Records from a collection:
----------

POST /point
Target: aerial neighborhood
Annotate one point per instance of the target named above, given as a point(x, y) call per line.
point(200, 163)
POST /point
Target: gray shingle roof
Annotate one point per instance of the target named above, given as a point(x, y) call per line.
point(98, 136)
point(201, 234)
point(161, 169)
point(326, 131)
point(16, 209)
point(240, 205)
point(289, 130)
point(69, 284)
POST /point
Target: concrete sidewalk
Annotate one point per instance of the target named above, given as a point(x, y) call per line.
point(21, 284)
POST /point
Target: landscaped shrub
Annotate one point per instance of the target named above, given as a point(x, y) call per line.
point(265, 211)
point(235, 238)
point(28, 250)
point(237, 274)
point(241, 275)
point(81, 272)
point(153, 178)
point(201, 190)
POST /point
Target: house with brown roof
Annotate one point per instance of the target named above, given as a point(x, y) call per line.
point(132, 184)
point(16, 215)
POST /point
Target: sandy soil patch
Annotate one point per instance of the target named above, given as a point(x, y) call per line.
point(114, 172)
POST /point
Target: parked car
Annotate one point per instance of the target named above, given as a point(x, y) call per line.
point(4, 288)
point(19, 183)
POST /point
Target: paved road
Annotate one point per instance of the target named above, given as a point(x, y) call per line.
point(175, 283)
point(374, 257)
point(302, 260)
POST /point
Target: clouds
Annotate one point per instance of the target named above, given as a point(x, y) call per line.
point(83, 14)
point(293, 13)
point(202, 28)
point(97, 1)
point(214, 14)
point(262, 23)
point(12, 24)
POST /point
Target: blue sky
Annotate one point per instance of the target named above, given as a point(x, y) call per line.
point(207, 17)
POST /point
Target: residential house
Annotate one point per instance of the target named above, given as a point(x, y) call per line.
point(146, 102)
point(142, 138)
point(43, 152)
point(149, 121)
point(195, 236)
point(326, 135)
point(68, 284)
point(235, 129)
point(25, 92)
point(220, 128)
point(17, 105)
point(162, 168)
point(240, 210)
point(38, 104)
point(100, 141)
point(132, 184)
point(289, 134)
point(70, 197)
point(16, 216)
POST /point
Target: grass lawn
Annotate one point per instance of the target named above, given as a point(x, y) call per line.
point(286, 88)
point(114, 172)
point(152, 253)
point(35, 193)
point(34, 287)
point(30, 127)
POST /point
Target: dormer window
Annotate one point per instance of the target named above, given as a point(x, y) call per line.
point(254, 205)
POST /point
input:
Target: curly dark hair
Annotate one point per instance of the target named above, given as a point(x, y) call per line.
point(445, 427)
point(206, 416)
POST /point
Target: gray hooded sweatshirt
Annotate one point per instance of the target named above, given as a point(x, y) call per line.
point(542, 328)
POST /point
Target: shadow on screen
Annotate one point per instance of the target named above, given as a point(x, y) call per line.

----------

**Aim of the exercise:**
Reply with one number only, the count of lines above that hold the string "gray".

**Answer section:**
2